*SELECTED EXCERPT*.
..............................
Artist:    Jefferson Airplane
Title:    Let Me In
Source:    45 RPM single B side
Writer(s):    Balin/Kantner
Label:    RCA Victor
Year:    1966
    Marty Balin deserves recognition for his outstanding abilities as a leader. Most people don't even realize he was the founder of Jefferson Airplane, yet it was Balin who brought together the diverse talents of what would become San Francisco's most successful band of the 60s and managed to keep the band together through more than its share of controversies. One indication of his leadership abilities is that he encouraged Paul Kantner to sing lead on Let Me In, a song that the two of them had written together for the band's debut LP, Jefferson Airplane Takes Off, despite the fact that Balin himself had no other onstage role than to sing lead vocals.

Artist:     Electric Prunes
Title:     Are You Lovin' Me More (But Enjoying It Less)
Source:     45 RPM single B side
Writer:     Tucker/Mantz
Label:     Reprise
Year:     1967
     For a follow-up to the hit single I Had Too Much To Dream (Last Night), producer Dave Hassinger chose another Annette Tucker song (co-written by Jill Jones) called Get Me To The World On Time. This was probably the best choice from the album tracks available, but Hassinger may have made a mistake by choosing Are You Lovin' Me More (But Enjoying It Less) as the B side. That song, written by the same Tucker/Mantz team that wrote I Had Too Much To Dream (Last Night) could quite possibly been a hit single in its own right if it had been issued as an A side. I guess we'll never know for sure.

Artist:    Canned Heat
Title:    Boogie Music
Source:    LP: Progressive Heavies (originally released on LP: Living The Blues and as 45 RPM single B side)
Writer(s):    L.T.Tatman III
Label:    United Artists (original label: Liberty)
Year:    1968
    Canned Heat was formed in 1966 by a group of San Francisco Bay Area blues purists. Although a favorite on the rock scene, the band continued to remain true to the blues throughout their existence, even after relocating to the Laurel Canyon area near Los Angeles in 1968. The band's most popular single was Going Up the Country from the album Living the Blues. The B side of that single was another track from Living The Blues that actually had a longer running time on the single than on the album version. Although the single uses the same basic recording of Boogie Music as the album, it includes a short low-fidelity instrumental tacked onto the end of the song that sounds suspiciously like a 1920s recording of someone playing a melody similar to Going Up The Country on a fiddle. The only time this unique version of the song appeared in stereo was on a 1969 United Artists compilation called Progressive Heavies that also featured tracks from Johnny Winter, Traffic, the Spencer Davis Group and others.

Artist:    Grateful Dead
Title:    New Speedway Boogie
Source:    LP: Workingman's Dead
Writer(s):    Hunter/Garcia
Label:    Warner Brothers
Year:    1970
    The first three Grateful Dead albums were all attempts to capture the energy and experimentation of the band's live sets. Finally, in 1969, the band decided just to release a double LP of live performances. Once this goal had been reached the band began to move into new territory, concentrating more on songwriting and studio techniques. The result was Workingman's Dead, the first Grateful Dead LP to include songs that would become staples of the emerging album rock radio format. Among the strongest tracks on the album was New Speedway Boogie, which would become a staple of the band's live shows.
..............................
*DATA SECTION*.
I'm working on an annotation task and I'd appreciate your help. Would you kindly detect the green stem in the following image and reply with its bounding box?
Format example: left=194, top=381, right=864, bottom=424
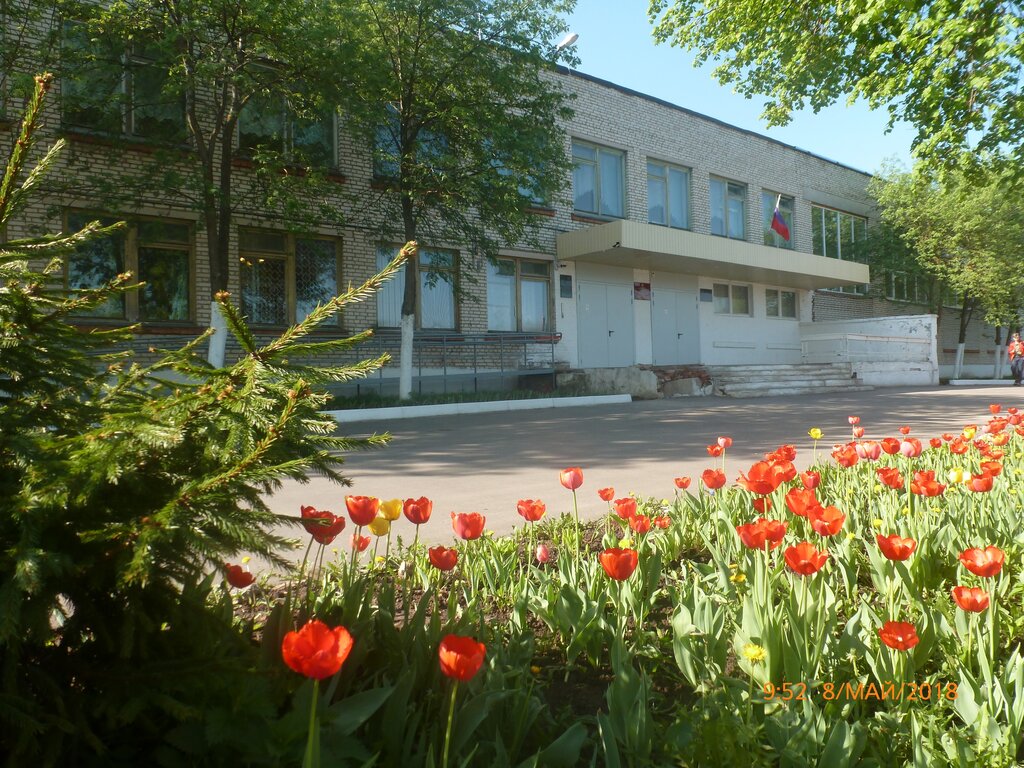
left=302, top=680, right=319, bottom=768
left=441, top=680, right=459, bottom=768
..............................
*WHAT TO WORK ON*.
1 > According to the playlist notes, who founded Jefferson Airplane?
2 > List every record label named in the playlist notes, including any original labels.

*FULL ANSWERS*.
1 > Marty Balin

2 > RCA Victor, Reprise, United Artists, Liberty, Warner Brothers